■ OBJECTIVE: Format the items from the line containing "Task: indicate one point on every instance of the dry mudflat" through the line containing "(1270, 131)", both included, as a two-column CSV with a header row of text and answer. Give one row per item, with each value in its own quoted field and its line breaks replaced by spaces.

■ STORED DATA:
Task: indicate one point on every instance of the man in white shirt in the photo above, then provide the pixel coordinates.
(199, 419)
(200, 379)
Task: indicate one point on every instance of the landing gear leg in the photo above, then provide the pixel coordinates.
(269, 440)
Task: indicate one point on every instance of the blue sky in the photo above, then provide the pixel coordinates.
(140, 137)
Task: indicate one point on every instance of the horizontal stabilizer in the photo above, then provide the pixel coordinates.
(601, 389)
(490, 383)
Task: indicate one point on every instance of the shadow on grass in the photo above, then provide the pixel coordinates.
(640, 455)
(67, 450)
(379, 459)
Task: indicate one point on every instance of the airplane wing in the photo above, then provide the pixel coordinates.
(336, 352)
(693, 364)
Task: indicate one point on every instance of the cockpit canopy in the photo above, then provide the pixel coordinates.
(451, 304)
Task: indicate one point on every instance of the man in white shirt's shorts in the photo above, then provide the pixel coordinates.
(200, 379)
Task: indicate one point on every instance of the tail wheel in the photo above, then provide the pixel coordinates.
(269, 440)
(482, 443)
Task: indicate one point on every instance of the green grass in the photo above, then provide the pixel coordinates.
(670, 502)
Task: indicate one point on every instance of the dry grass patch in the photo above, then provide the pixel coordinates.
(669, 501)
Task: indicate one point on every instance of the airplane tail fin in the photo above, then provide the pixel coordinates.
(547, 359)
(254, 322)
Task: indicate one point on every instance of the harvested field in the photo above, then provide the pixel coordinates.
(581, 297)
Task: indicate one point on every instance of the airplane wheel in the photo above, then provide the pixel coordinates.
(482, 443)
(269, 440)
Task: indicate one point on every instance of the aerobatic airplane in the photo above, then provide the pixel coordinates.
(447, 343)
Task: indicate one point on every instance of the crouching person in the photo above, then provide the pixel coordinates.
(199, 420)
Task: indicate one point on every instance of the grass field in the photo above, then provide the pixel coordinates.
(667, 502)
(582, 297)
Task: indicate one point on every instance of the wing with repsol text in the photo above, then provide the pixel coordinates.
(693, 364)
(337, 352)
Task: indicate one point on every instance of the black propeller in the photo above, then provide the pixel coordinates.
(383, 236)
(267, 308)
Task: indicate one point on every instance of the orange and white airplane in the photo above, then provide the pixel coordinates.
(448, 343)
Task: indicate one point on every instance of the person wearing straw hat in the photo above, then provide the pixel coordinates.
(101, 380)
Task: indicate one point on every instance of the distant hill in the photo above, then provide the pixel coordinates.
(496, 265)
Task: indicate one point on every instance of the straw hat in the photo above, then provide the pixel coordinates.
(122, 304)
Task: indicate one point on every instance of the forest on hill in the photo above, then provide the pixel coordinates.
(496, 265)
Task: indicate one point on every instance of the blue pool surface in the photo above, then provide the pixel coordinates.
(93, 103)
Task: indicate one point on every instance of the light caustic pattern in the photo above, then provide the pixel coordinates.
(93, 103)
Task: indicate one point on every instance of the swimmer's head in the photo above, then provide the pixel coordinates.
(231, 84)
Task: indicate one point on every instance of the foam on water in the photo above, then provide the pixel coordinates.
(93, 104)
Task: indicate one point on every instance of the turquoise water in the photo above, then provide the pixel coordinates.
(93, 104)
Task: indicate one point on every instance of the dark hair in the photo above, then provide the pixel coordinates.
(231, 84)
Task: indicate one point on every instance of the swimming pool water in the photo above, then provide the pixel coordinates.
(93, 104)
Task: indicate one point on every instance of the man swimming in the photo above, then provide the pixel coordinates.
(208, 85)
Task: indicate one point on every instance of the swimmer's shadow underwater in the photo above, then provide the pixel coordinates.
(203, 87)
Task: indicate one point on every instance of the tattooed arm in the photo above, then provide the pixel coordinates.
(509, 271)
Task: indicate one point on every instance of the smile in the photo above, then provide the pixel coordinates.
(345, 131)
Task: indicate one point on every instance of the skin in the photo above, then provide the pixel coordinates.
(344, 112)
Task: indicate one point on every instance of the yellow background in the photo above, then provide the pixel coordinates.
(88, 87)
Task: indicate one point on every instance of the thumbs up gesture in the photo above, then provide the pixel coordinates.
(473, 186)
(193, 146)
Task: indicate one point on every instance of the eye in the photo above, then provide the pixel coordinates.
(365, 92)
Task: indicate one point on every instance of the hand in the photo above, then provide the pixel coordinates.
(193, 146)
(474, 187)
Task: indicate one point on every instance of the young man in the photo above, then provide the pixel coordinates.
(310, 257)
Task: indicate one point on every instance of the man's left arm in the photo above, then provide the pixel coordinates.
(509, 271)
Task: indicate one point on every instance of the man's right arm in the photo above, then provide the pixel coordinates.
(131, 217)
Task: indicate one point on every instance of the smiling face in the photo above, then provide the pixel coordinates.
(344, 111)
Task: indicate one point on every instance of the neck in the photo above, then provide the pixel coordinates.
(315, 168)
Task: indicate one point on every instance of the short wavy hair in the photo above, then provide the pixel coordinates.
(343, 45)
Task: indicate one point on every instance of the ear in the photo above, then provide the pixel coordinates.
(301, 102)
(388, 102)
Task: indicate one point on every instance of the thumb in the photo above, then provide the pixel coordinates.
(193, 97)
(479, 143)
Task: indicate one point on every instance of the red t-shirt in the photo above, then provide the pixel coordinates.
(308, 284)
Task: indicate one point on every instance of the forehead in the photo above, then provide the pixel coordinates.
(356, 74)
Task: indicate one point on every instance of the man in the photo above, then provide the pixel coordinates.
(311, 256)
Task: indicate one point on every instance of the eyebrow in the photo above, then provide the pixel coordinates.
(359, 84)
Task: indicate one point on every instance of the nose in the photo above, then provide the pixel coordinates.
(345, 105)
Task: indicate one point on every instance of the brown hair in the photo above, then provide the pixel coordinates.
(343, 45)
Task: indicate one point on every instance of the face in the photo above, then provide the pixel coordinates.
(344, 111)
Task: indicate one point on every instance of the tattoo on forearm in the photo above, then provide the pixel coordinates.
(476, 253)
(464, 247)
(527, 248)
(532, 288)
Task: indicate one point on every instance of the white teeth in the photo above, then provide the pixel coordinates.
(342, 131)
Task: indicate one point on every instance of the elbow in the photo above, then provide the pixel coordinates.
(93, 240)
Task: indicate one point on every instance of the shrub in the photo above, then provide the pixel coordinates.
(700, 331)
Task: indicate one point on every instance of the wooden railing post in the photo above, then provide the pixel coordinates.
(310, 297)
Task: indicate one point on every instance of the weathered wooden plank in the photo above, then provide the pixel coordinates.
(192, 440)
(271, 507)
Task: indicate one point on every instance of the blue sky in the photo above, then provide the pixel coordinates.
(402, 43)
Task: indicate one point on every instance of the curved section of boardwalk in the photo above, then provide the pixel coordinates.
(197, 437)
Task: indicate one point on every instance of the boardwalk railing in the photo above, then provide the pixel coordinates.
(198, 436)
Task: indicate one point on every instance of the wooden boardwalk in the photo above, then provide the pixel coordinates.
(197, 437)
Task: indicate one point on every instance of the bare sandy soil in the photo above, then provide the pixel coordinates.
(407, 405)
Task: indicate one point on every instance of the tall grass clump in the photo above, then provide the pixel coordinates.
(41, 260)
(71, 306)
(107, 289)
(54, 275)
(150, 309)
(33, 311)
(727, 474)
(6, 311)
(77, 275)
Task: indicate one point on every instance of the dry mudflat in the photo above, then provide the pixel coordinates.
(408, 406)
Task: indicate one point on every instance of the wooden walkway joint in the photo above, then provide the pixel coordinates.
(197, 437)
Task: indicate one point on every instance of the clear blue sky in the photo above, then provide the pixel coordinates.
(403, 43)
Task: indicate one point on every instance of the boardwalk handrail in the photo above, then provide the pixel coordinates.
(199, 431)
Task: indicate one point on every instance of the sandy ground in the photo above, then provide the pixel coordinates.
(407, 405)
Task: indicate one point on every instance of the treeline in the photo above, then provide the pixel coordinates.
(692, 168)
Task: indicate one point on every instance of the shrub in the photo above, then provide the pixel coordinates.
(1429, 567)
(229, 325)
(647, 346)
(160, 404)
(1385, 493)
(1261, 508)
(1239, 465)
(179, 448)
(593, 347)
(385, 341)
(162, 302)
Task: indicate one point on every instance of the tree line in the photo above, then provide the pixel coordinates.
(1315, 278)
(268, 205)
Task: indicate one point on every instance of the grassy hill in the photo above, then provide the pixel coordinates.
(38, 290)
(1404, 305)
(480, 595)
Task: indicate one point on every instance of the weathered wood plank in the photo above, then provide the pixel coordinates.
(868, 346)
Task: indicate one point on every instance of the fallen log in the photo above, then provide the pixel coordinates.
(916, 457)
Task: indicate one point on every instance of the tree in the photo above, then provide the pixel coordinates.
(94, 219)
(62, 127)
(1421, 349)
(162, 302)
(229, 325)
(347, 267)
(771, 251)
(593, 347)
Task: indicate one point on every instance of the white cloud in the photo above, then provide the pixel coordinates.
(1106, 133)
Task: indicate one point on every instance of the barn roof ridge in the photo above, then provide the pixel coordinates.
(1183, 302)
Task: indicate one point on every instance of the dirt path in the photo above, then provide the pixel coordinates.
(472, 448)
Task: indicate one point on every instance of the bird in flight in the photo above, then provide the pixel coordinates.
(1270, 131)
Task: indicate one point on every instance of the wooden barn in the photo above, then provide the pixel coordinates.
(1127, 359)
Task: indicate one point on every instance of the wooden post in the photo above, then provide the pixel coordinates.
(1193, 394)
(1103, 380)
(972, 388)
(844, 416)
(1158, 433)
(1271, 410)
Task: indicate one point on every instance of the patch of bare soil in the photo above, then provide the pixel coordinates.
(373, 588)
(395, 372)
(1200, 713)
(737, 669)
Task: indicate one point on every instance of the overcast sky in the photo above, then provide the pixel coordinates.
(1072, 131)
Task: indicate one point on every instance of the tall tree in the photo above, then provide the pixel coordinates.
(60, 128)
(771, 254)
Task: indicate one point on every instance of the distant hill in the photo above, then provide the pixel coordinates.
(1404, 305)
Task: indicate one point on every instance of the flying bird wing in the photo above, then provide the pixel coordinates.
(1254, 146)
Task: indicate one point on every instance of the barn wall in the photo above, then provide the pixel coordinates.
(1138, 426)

■ SOLUTION FOR THIS EXERCISE:
text,answer
"Task: indicate one point on every instance of the dry mudflat in the photo above, then provide the pixel coordinates.","(408, 406)"
"Task: indicate one point on every instance of the wooden walkway joint in the photo above, then provide the pixel coordinates.","(197, 437)"
"Task: indicate one point on every instance of the clear blue sky in the photo above, then provide the pixel coordinates.","(403, 43)"
"Task: indicate one point on every instance of the boardwalk handrail in the photo above, then provide the pixel coordinates.","(199, 431)"
"Task: indicate one point on every instance of the sandy ground in the photo above, then provide the pixel coordinates.","(407, 405)"
"Task: indicate one point on every instance of the treeline in the photo above, then provide the pixel coordinates.","(692, 168)"
"Task: indicate one point on every instance of the shrub in the photo above, then provide the pixel coordinates.","(1429, 567) (229, 325) (647, 346) (160, 404) (1385, 493) (1261, 508) (1239, 465) (179, 448) (593, 347) (385, 341) (162, 302)"
"Task: indicate one point on every instance of the tree line in the photo above, then provide the pixel coordinates.","(1315, 278) (268, 205)"
"Task: indicate one point on every instance of the grassy hill in the photo above, then provide the pixel coordinates.","(38, 290) (1404, 305) (480, 595)"
"Task: indicate one point on every instance of the weathered wood plank in the photo above, then provide the pixel coordinates.","(868, 346)"
"Task: indicate one point on every instance of the fallen log in the photo above, then provide the pixel coordinates.","(916, 457)"
"Task: indicate one point on every instance of the tree in the photo above, then provide the pixel coordinates.","(94, 219) (62, 127) (1421, 349) (162, 302) (229, 325) (347, 267) (771, 251) (593, 347)"
"Task: indicate one point on every instance of the white cloud in the photo above, then provide the pixel coordinates.","(1106, 133)"
"Task: indicate one point on every instance of the barn roof ridge in the photo above, then provide the pixel coordinates.","(1183, 302)"
"Task: indicate one point on every instance of the dirt path in the photo above, then provide the pixel coordinates.","(472, 448)"
"Task: indicate one point on every instance of the bird in flight in the photo above, then provide the pixel coordinates.","(1270, 131)"